MATERIAL SUPPLIED START

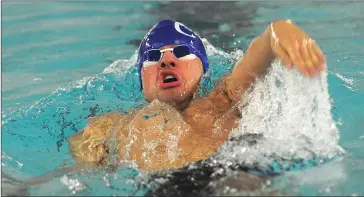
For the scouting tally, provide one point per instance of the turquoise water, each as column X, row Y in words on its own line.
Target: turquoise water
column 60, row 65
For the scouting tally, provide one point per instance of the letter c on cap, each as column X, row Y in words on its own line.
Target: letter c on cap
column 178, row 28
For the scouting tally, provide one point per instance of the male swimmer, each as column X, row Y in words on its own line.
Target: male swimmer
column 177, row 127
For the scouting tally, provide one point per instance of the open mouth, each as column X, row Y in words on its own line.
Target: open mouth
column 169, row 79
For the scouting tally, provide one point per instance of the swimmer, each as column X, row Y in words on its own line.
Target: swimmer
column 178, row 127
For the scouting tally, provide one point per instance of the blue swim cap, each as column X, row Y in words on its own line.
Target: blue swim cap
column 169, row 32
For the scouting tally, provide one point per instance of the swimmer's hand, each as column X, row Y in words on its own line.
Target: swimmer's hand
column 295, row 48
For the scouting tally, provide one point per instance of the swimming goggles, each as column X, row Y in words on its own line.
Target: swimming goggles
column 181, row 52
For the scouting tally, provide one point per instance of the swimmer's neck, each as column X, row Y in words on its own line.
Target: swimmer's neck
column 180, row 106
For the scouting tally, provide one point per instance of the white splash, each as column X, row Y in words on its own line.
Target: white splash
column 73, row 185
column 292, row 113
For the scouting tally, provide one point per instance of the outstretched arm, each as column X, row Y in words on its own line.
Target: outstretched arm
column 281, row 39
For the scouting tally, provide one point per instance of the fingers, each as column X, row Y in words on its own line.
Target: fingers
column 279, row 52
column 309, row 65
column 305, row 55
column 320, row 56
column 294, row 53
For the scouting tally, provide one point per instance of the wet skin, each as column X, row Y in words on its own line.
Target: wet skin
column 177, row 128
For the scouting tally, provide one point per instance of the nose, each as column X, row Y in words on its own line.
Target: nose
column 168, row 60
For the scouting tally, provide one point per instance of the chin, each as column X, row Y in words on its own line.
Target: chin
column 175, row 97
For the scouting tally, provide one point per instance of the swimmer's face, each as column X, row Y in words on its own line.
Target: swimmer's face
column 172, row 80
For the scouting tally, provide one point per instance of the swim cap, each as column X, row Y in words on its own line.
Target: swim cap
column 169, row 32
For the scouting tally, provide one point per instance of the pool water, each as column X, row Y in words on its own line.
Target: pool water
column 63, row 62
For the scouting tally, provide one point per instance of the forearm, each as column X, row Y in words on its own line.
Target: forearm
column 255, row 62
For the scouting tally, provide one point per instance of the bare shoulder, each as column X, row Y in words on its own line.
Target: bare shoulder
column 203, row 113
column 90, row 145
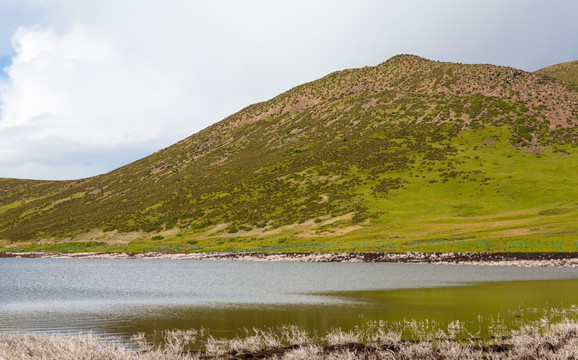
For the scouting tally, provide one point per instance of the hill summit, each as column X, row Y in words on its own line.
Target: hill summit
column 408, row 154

MATERIAL SUPPLIED END
MATERIAL SUPPLIED START

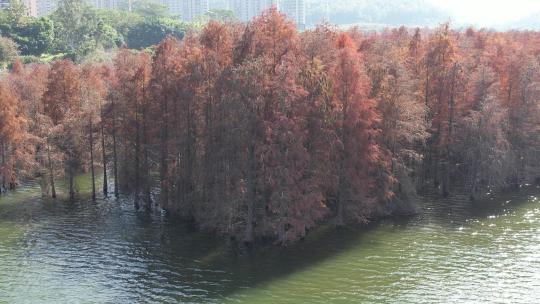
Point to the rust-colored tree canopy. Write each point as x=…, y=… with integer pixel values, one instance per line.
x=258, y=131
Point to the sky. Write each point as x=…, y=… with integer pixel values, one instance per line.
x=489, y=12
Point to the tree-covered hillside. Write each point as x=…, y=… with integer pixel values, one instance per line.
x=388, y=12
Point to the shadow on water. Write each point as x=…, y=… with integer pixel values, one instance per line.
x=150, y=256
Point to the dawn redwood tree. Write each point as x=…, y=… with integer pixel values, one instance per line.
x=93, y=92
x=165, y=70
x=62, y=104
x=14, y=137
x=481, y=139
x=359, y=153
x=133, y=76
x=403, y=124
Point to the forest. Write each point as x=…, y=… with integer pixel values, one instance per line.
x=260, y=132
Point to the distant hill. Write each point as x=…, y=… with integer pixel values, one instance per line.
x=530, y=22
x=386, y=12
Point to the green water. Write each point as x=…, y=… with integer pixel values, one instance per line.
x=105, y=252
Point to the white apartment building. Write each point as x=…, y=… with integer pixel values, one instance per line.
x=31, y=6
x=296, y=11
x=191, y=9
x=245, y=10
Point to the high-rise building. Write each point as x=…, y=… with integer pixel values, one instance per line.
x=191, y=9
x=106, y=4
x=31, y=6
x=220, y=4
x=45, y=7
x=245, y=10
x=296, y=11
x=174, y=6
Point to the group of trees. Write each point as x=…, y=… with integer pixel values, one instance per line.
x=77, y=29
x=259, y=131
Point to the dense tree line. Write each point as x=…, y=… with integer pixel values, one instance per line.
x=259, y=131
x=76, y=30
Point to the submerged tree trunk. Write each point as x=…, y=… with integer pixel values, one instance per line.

MATERIAL SUPPLIED END

Write out exactly the lines that fall from the line with "Point to the forest." to the line with "Point to the submerged" in the records above, keeping both ends.

### YOUR RESPONSE
Point to the forest. Write each point as x=…, y=… with integer pixel values, one instance per line.
x=260, y=132
Point to the distant hill. Write each point as x=…, y=… with integer pixel values, one instance per line.
x=530, y=22
x=386, y=12
Point to the green water. Write each point as x=…, y=… with integer pixel values, one instance per line.
x=105, y=252
Point to the white apartment building. Write each point as x=…, y=… with integer pixel values, one instance per line.
x=31, y=6
x=296, y=11
x=191, y=9
x=245, y=10
Point to the high-rise building. Write each point as x=…, y=… with integer pixel values, one instance per line.
x=191, y=9
x=106, y=4
x=31, y=6
x=220, y=4
x=45, y=7
x=245, y=10
x=296, y=11
x=174, y=6
Point to the group of trees. Write each point as x=…, y=… with integer pixel values, one instance per line.
x=77, y=29
x=259, y=131
Point to the dense tree line. Write each point as x=…, y=… with integer pixel values, one instance per line.
x=259, y=131
x=76, y=30
Point to the submerged tree trunk. Write each point as x=…, y=… with integer pixel values, one instance per line.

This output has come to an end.